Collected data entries
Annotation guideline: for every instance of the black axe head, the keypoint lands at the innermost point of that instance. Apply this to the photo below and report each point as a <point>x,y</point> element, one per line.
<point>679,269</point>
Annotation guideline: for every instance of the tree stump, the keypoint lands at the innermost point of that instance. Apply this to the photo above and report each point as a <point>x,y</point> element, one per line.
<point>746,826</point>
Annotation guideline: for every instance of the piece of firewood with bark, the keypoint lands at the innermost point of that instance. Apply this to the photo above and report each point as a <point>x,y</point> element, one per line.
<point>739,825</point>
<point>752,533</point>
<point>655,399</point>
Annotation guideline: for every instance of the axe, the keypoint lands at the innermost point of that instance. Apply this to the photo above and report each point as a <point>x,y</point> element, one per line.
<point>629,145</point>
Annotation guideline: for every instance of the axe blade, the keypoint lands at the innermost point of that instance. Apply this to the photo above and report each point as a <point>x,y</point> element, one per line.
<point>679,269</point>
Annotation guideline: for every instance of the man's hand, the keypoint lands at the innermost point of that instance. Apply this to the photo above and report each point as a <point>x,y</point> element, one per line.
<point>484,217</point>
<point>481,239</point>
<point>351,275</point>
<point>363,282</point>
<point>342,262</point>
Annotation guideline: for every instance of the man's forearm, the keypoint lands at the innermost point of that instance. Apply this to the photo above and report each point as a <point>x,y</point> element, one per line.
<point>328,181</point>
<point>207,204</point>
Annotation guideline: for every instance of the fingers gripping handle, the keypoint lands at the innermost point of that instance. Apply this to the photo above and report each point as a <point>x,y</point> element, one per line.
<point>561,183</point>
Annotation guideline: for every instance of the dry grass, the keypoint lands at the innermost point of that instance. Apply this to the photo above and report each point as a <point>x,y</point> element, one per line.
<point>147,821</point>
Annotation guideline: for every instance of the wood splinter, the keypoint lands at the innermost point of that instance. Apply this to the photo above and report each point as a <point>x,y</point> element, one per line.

### WHAT NEEDS TO BE DONE
Format the stretch from the line containing "Annotation guideline: for every instance of the dry" through the last line above as a Markdown table. Use the columns "Row" for a row number and "Line" for the line itself, and leave out any blank lines.

### SOLUTION
| Row | Line |
|---|---|
| 1 | Annotation guideline: for every instance of the dry grass, the keypoint lands at the innermost point of that instance. Apply this to the photo above and report each point as a <point>x,y</point> element, one per line. |
| 2 | <point>147,821</point> |
| 3 | Annotation guideline: for every instance of the wood splinter, the keypoint lands at the innermost point of that instance. Apply this to the photo above and report each point as a <point>x,y</point> element, one per line. |